Requirement: Retype every entry below exactly as it stands.

Data for this task:
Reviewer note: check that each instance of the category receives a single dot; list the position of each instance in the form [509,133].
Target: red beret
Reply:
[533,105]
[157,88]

Problem solution:
Reviewer note: check that each instance of the category receives a single dot; list the position of each instance in the form [509,133].
Target: red beret
Reply:
[533,105]
[157,88]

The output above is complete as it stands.